I would prefer that law schools not fund any student organizations out of student fees. Let the students decide where they want to put their money. That reflects my general approach that most things the government touches, it corrupts. Call it the reverse Midas touch. That is equally true for law school administrations. Certainly, student groups are not entitled to foster their constitutionally-protected activities through school funding. There is even an argument, in my mind, that government should have absolute discretion to fund what it wants, though I believe that would be bad policy. But it doesn’t matter, because that latter position is not the constitutional decisional law in this area.
As far as control over school facilities, the same argument about unconstitutional conditions applies. Once more, one can argue that the school should be free to open and close its facilities to whomever it wants. At the very least, once more, the school should be free to close its facilities to all student groups, as schools generally are not considered public fora for expression. That is the law in the abortion context, where the state can close its hospitals to elective abortions, as long as it doesn’t unconstitutionally interfere with the right of private clinics to provide abortions. The school context may be different though, since student groups likely have little alternative to meet somewhere else in their position as student groups. Their identities as student groups are tied to the school at which the members are students. On a practical level, no school is going to deny access to student groups across the board.
Moreover, in the abortion scenario, closing the facilities does not directly burden the underlying right, defined only as ”choosing whether or not to have” the abortion. Closing the facilities does directly burden the underlying right of meeting in an organization bound by common principles. Further, doing so on the basis of the message’s content once more directly targets that associational choice.

*****

- [Exercise requirements]:
- 1) In the passage on law schools and student groups, what name does the author give to the view that most things the government touches, it corrupts?
- 2) Please continue the passage on law schools and student groups, starting after its last sentence.

*****

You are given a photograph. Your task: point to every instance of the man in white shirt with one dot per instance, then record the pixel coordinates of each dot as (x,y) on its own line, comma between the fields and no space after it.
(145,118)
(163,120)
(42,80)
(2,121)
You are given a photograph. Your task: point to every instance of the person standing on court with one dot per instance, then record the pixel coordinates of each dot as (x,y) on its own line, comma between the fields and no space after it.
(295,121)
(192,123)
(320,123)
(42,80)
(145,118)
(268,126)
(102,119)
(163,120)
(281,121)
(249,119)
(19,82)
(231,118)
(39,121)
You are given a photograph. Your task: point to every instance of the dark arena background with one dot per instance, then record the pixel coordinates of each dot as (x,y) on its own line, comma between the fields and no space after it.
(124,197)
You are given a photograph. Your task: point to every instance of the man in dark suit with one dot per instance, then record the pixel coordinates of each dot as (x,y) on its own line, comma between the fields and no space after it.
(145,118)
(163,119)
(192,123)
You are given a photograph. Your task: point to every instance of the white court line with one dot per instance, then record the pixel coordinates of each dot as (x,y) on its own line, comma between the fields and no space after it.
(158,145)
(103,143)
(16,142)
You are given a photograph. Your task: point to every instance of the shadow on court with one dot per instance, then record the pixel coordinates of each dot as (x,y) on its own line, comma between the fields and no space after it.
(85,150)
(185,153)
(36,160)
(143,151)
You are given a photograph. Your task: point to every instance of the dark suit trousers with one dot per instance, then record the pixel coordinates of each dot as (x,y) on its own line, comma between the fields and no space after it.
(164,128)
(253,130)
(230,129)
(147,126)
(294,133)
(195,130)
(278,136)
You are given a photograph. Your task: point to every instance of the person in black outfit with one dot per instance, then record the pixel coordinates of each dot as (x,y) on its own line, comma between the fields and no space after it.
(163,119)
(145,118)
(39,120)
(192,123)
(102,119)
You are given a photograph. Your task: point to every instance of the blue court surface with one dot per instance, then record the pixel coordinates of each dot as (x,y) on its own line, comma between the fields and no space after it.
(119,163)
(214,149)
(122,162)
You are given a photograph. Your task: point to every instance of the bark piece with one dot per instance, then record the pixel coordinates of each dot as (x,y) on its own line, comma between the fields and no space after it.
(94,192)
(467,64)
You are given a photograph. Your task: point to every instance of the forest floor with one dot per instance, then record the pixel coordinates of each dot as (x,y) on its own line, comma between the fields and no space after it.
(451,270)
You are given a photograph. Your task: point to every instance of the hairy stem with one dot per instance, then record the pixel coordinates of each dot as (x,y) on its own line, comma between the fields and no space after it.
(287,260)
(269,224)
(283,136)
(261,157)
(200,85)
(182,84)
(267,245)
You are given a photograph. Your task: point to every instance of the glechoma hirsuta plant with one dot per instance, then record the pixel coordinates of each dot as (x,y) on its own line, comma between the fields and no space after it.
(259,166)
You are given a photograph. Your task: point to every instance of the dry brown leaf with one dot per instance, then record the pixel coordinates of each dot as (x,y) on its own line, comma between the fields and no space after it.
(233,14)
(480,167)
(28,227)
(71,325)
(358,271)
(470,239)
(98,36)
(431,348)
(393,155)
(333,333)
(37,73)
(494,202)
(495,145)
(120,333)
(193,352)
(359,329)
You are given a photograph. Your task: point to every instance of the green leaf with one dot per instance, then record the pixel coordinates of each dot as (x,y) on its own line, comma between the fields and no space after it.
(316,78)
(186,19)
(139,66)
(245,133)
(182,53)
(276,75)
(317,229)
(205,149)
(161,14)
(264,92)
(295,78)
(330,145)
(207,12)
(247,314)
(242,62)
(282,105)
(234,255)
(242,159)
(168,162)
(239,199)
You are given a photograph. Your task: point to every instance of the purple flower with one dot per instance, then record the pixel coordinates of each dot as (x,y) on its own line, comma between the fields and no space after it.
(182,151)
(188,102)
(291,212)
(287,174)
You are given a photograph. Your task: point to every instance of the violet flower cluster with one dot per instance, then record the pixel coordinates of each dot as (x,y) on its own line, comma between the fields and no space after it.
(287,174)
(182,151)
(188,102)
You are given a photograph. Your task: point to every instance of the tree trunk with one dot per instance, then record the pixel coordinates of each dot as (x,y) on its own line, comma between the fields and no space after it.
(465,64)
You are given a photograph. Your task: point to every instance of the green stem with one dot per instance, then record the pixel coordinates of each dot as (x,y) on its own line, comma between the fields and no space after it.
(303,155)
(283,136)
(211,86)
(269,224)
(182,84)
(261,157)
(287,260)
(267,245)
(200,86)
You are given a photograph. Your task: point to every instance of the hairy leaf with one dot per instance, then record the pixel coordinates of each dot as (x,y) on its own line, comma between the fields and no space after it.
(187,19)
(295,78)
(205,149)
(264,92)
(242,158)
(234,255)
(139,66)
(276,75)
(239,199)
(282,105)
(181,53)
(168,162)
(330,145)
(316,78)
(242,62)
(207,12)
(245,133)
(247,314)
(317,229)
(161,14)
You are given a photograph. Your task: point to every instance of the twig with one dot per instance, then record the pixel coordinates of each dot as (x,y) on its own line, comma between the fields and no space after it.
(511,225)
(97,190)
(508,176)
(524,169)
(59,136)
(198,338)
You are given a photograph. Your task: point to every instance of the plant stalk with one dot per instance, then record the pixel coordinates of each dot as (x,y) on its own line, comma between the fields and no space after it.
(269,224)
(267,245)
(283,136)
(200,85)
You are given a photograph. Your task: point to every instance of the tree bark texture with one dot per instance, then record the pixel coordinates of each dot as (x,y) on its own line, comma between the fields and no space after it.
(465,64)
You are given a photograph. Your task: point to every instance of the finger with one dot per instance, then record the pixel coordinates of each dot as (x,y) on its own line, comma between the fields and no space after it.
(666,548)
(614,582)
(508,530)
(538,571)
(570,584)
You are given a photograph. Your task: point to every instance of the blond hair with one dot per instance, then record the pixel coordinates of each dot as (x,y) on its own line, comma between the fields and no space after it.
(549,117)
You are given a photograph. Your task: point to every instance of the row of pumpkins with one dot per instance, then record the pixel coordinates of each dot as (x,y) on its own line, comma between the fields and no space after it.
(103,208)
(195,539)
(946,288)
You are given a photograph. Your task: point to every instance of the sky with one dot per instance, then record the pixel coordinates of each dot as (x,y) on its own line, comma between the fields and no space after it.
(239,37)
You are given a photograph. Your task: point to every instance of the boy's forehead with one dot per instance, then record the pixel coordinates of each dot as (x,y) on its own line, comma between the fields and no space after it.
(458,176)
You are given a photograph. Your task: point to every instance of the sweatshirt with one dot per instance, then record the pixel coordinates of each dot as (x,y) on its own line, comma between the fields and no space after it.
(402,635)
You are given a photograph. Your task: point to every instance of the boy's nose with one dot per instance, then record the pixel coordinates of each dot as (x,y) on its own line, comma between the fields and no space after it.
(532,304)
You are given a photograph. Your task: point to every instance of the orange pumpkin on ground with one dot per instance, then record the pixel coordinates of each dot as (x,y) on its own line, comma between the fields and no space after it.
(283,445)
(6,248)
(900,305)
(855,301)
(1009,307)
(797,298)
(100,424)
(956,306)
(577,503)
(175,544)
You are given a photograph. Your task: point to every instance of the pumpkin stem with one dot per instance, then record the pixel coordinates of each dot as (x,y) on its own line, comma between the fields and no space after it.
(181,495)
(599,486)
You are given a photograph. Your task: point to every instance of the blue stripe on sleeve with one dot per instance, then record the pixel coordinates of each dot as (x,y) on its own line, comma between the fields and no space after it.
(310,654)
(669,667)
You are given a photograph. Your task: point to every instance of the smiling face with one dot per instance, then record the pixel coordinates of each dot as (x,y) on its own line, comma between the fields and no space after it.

*****

- [Task-by-task results]:
- 1) The reverse Midas touch.

- 2)
If Hastings is held to be infringing a constitutionally protected interest, the school can still defend its policy on the basis of a general desire to foster inclusiveness and to present its own message of non-discrimination. Those are compelling interests, but the problem is the heavy-handed method the school has used. While under free exercise clause jurisprudence there is no constitutional obligation to accommodate religious institutions, under a broader freedom of association approach, the school may be required to show that there is no way that is less burdensome on CLS that will still accomplish the school’s objectives.
It is difficult to predict how the Court will decide. I expect a closely-divided Court along predictable ideological lines.
DISCLOSURE: I am the faculty advisor to the CLS chapter at my law school. As a private institution, our school is not directly covered by restrictions in the Constitution. There may be limits on what the school can do here under state law, though. Leaving that point aside, our CLS chapter has not had difficulty with the administration—yet.